Your answer must be the full set of entries, repeated exactly.

╭─ Record extracts

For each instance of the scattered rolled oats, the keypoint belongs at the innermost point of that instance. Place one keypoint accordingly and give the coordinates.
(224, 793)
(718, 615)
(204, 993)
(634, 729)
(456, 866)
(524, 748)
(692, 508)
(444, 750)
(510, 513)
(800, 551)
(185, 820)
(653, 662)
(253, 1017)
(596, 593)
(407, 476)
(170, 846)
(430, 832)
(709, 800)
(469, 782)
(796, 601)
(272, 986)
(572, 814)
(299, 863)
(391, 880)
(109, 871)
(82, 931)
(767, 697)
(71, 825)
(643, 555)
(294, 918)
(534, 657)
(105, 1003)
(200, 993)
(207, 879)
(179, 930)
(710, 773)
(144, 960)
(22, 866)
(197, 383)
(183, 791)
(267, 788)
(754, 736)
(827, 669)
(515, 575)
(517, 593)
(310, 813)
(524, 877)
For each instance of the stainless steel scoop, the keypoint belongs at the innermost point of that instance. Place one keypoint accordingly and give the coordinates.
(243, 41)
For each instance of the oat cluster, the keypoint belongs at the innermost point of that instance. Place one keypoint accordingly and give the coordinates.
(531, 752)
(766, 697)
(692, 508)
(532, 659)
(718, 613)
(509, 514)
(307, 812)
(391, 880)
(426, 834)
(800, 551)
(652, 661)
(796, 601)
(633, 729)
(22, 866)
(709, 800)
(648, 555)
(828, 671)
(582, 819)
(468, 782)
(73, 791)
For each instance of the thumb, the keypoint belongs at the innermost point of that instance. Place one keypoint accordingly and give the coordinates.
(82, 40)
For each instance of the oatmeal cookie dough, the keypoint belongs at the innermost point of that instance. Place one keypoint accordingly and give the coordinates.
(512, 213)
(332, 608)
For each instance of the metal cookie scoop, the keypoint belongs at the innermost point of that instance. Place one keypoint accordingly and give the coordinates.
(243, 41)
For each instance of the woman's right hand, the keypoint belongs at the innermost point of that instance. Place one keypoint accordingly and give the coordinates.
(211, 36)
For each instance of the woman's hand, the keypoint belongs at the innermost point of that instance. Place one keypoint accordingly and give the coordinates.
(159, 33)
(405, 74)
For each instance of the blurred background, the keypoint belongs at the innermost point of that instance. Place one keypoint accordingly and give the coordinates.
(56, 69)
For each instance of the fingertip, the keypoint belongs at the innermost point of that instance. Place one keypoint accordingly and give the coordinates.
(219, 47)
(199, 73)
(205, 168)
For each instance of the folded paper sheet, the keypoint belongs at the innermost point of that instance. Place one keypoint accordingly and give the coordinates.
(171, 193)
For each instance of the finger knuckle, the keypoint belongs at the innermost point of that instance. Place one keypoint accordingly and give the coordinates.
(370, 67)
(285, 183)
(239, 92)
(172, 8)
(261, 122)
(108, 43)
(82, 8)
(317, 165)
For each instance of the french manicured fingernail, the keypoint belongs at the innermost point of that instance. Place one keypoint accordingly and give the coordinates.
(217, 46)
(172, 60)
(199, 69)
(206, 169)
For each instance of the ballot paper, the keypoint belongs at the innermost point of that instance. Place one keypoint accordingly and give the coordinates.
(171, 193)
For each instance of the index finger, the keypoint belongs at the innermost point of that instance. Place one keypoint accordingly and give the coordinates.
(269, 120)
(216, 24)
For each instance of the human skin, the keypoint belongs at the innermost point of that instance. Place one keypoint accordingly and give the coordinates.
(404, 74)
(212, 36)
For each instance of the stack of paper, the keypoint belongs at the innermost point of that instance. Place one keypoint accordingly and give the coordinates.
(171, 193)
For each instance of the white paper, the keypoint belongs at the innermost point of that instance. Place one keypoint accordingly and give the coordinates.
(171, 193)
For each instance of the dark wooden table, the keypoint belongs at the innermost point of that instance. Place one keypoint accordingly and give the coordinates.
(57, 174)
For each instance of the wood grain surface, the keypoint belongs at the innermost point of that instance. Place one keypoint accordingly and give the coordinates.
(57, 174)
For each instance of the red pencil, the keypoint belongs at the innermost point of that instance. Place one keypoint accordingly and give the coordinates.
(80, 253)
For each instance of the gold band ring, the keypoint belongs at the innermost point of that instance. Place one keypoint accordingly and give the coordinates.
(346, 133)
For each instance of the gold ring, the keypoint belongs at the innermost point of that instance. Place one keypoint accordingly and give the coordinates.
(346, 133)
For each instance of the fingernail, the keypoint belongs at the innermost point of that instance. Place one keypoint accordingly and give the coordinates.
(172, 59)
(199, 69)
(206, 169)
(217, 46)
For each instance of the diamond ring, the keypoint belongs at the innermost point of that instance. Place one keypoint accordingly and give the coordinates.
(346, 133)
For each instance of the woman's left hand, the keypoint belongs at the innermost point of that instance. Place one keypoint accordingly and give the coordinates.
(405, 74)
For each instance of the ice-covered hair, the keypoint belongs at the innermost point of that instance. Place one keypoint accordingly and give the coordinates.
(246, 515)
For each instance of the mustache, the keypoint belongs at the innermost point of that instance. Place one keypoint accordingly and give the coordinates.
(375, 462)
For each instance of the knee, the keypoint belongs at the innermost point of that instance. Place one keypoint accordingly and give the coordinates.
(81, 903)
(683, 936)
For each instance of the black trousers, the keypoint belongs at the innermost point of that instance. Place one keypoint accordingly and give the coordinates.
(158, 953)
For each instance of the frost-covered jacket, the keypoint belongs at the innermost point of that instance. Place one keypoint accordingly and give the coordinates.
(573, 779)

╰─

◆ Exercise answer
For each instance of the scattered rolled oats, the keypoint belongs at the innermost point of that instance. Place one keypoint accordingly and give the coordinates.
(224, 793)
(718, 615)
(204, 993)
(634, 729)
(456, 866)
(524, 748)
(692, 508)
(444, 750)
(510, 513)
(800, 551)
(185, 820)
(653, 662)
(253, 1017)
(596, 593)
(407, 476)
(170, 846)
(430, 832)
(709, 800)
(469, 782)
(796, 601)
(272, 986)
(572, 814)
(299, 863)
(391, 880)
(109, 871)
(82, 931)
(767, 697)
(71, 825)
(643, 555)
(294, 918)
(534, 657)
(105, 1003)
(200, 993)
(207, 879)
(179, 930)
(710, 773)
(144, 960)
(22, 866)
(197, 383)
(183, 791)
(267, 788)
(754, 736)
(827, 669)
(515, 575)
(517, 593)
(310, 813)
(524, 877)
For each instance of the stainless steel scoop, the keypoint belongs at the innermost point of that instance. Place one keypoint accordingly and give the coordinates.
(243, 41)
For each instance of the oat cluster, the keypoint belongs at the innermost point of that instance. Place one keypoint accordingly and give the coordinates.
(531, 752)
(766, 697)
(692, 508)
(532, 659)
(718, 613)
(509, 514)
(307, 812)
(391, 880)
(426, 834)
(800, 551)
(652, 661)
(796, 601)
(633, 729)
(22, 866)
(709, 800)
(648, 555)
(828, 671)
(582, 819)
(468, 782)
(73, 791)
For each instance of the thumb, the keypoint belongs at the innermost point of that instance. Place one keypoint accordingly and give the coordinates.
(82, 40)
For each instance of the oatmeal cookie dough, the keypoint belongs at the innermost point of that instance. Place one keypoint accordingly and give the coordinates.
(512, 213)
(332, 608)
For each instance of the metal cookie scoop, the keypoint belongs at the innermost point of that instance. Place one keypoint accordingly and give the coordinates.
(243, 41)
For each instance of the woman's right hand, the keypoint belongs at the innermost point of that instance. Place one keypoint accordingly and give the coordinates.
(211, 36)
For each instance of the woman's hand, the keypoint belongs at the innermost point of that instance. Place one keypoint accordingly and give the coordinates.
(159, 33)
(405, 74)
For each instance of the blurred background, the keypoint belongs at the innermost point of that instance. Place one keypoint accordingly and give the coordinates.
(56, 69)
For each instance of the fingertip, the keypoint belongs at the innermost point of that instance. Place one keypoint accordingly and give the coordinates.
(219, 47)
(199, 73)
(205, 168)
For each instance of the folded paper sheet, the keypoint belongs at the innermost point of that instance. Place one keypoint accordingly and give the coordinates.
(171, 193)
For each instance of the finger knuckle, the keypoint belongs at the innermost point of that instance. Place one keypoint accordingly and give the coordinates.
(370, 67)
(285, 183)
(239, 92)
(172, 8)
(261, 122)
(108, 43)
(82, 8)
(317, 165)
For each instance of the french manicured fingernail, the keypoint belongs at the innermost point of that instance. Place one keypoint accordingly and give the coordinates.
(217, 46)
(172, 60)
(199, 69)
(206, 169)
For each instance of the ballot paper, the keypoint belongs at the innermost point of that instance. Place one keypoint accordingly and give the coordinates.
(171, 193)
For each instance of the index finger, the keypoint belongs at the innermost point of that instance. Place one keypoint accordingly and give the coordinates.
(269, 120)
(216, 24)
For each instance of the human skin, the keypoint belongs at the innermost point of that instance. Place one keypoint accordingly and give the coordinates.
(404, 74)
(212, 36)
For each instance of the stack of paper, the keypoint belongs at the innermost point of that instance. Place one keypoint accordingly and give the coordinates.
(171, 193)
For each instance of the white paper, the keypoint belongs at the innermost point of that instance. Place one keypoint accordingly and give the coordinates.
(171, 193)
For each instance of the dark wooden table, the keypoint belongs at the innermost point of that instance. Place one keypoint accordingly and give the coordinates.
(57, 174)
For each instance of the wood grain surface, the keypoint belongs at the innermost point of that instance. Place one keypoint accordingly and give the coordinates.
(57, 174)
For each instance of the red pencil, the keypoint belongs at the innermost point of that instance. Place one keypoint accordingly and give the coordinates.
(80, 253)
For each instance of the gold band ring, the keypoint belongs at the innermost point of that instance. Place one keypoint accordingly and give the coordinates.
(346, 133)
For each instance of the gold ring, the keypoint belongs at the innermost point of that instance. Place one keypoint accordingly and give the coordinates.
(346, 133)
For each instance of the fingernail, the keypoint belongs at the innermost point of that instance. Place one keypoint accordingly and give the coordinates.
(172, 59)
(199, 69)
(206, 169)
(217, 46)
For each instance of the diamond ring, the keypoint belongs at the innermost point of that instance. Place one keypoint accordingly and give the coordinates.
(346, 133)
For each instance of the woman's left hand, the keypoint belongs at the innermost point of that instance. Place one keypoint accordingly and give the coordinates.
(405, 74)
For each instance of the ice-covered hair, the keypoint belongs at the innermost point of that instance. Place one keypoint accordingly and give the coordinates.
(246, 515)
For each instance of the mustache, the keypoint belongs at the innermost point of that instance. Place one keypoint accordingly and give the coordinates.
(375, 462)
For each instance of the knee, the keypoint belongs at the innermost point of that instance. Place one keypoint accordingly and give the coordinates.
(81, 903)
(683, 936)
For each instance of the black trousers, the keypoint belongs at the innermost point of that instance. Place one keypoint accordingly and give the coordinates.
(158, 953)
For each instance of the frost-covered jacket, the keypoint belongs at the innermost point of that instance. Place one keypoint accordingly and give the coordinates.
(573, 779)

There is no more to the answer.